- [Task goal] Repeat exactly, and only, the lines from the one containing "Objective — one point per instance of the butterfly forewing" through the end of the records.

- [Given records]
Content starts

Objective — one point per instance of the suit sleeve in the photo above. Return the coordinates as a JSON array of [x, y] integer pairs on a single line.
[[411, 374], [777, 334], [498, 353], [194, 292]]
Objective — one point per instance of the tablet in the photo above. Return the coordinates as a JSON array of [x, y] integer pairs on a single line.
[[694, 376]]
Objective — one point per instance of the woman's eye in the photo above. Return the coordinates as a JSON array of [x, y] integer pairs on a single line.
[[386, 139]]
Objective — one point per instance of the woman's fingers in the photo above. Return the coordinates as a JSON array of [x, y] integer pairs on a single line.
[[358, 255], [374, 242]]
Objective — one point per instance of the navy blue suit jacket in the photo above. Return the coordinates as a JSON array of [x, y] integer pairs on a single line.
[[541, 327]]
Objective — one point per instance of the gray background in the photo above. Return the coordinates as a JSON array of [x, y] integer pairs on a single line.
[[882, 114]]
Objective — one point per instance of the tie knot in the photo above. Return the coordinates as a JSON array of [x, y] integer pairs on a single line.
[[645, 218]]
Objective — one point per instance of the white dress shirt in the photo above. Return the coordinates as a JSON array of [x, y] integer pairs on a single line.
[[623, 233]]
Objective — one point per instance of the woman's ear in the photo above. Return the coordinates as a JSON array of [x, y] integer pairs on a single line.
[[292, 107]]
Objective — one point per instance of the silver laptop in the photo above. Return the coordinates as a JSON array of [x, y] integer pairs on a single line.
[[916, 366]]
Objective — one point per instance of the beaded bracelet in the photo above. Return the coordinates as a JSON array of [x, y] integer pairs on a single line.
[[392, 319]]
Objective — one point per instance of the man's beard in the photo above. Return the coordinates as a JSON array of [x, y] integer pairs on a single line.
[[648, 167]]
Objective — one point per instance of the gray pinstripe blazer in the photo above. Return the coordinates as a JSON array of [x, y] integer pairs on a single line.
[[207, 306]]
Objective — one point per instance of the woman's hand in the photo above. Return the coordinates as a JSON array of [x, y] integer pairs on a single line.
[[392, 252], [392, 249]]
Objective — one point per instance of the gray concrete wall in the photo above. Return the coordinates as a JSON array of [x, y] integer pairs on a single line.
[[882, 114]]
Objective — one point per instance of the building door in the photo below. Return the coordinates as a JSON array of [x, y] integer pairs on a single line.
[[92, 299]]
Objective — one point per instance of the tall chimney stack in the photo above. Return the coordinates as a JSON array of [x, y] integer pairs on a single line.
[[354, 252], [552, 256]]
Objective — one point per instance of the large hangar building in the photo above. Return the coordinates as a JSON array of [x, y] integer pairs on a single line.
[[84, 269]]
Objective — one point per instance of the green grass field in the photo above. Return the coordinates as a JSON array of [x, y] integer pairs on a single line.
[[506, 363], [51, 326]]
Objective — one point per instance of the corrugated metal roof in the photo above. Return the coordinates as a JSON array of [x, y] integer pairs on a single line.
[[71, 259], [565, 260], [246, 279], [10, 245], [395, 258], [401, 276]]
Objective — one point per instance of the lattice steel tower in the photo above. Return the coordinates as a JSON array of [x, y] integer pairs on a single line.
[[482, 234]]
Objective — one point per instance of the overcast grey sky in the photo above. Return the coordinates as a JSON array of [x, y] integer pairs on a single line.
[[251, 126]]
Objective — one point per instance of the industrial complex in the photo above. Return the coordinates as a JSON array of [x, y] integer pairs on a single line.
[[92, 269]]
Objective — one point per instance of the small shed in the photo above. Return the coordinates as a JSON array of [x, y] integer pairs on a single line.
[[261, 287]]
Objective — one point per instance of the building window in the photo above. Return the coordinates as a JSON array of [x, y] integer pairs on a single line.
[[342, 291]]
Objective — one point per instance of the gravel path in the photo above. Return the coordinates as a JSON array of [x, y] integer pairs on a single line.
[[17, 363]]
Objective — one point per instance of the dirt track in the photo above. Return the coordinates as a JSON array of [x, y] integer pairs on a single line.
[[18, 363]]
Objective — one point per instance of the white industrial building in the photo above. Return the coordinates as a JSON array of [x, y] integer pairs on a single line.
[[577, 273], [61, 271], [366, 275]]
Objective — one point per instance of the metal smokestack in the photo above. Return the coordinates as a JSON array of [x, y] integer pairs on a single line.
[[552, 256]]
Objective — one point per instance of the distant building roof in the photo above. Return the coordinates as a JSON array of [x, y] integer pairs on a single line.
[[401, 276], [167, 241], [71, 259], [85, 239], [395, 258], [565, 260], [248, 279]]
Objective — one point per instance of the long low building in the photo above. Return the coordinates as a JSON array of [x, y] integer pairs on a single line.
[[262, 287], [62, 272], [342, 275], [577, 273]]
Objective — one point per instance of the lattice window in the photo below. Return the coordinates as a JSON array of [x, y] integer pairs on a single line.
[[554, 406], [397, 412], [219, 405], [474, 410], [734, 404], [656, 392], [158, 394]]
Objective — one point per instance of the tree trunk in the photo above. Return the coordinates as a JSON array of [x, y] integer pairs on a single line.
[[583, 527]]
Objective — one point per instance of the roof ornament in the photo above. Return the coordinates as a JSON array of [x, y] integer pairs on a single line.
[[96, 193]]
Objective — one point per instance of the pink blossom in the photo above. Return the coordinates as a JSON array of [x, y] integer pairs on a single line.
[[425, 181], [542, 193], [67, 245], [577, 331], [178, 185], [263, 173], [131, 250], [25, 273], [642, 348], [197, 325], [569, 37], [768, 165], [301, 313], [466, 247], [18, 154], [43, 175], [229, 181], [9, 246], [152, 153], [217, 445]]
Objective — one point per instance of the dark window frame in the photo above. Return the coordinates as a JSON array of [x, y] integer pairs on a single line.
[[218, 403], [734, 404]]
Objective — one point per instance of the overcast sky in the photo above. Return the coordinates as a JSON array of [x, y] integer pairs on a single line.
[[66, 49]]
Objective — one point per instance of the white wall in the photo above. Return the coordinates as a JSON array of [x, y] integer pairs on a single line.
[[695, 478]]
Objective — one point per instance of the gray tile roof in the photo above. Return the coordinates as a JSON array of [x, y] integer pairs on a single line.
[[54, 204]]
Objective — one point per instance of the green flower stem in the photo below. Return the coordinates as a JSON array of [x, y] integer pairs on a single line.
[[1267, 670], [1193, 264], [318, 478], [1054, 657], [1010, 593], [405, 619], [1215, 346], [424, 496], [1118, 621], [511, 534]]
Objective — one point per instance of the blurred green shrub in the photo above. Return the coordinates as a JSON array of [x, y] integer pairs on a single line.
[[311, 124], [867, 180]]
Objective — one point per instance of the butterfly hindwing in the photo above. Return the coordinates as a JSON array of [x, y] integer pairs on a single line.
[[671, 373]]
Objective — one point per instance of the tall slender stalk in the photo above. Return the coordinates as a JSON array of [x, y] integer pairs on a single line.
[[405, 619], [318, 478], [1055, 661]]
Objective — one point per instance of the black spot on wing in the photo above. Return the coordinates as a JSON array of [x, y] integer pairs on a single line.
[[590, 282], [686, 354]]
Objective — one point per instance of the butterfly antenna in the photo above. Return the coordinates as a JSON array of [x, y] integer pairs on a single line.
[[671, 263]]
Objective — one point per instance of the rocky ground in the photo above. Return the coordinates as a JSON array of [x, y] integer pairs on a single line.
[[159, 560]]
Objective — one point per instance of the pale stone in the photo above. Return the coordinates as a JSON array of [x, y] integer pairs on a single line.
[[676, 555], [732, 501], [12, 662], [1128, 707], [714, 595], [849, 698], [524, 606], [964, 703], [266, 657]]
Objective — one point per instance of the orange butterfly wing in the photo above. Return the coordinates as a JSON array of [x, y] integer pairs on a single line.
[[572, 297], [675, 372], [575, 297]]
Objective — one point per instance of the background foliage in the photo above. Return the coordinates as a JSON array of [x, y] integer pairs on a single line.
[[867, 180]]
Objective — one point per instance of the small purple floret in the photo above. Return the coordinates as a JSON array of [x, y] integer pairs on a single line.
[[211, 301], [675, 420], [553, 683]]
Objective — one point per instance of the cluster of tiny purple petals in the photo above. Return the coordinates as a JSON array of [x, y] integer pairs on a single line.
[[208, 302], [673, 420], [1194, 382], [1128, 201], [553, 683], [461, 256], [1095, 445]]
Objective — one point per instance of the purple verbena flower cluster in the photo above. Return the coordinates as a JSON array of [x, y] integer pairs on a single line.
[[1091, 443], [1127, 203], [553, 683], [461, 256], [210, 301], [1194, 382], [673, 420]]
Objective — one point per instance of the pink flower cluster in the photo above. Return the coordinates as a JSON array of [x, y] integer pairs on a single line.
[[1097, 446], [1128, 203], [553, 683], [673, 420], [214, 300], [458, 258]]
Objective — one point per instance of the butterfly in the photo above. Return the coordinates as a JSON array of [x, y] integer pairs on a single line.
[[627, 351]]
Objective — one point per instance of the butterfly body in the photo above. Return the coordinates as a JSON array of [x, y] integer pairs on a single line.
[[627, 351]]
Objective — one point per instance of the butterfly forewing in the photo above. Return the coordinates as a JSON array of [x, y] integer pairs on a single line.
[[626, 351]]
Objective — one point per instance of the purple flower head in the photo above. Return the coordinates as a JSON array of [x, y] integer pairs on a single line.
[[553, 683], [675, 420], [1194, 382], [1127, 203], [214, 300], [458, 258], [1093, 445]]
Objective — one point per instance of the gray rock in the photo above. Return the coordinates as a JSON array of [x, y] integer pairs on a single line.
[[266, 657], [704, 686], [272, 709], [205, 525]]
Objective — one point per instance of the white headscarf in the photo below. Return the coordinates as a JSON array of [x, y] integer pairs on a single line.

Content ends

- [Solution to this task]
Objective — one point per instance of the butterfly forewing in the photo above. Return the coordinates as a JSON array of [x, y] integer pairs on a single line.
[[626, 351]]
Objective — one point per instance of the purple flower head in the photo above. Return the coordinates as a JSON array of [x, y] integer pairs on a single line.
[[553, 683], [675, 420], [1194, 382], [1127, 203], [214, 300], [458, 258], [1093, 445]]
Objective — one point per instance of the gray rock in the photo above. Return the coordinates as a JSON array of [x, y] integer pairs on a single line.
[[266, 657], [704, 686], [272, 709], [205, 525]]
Objective — one point per instance of the white headscarf in the photo below. Return the coordinates as a JSON array of [x, y] integer pairs on a single line.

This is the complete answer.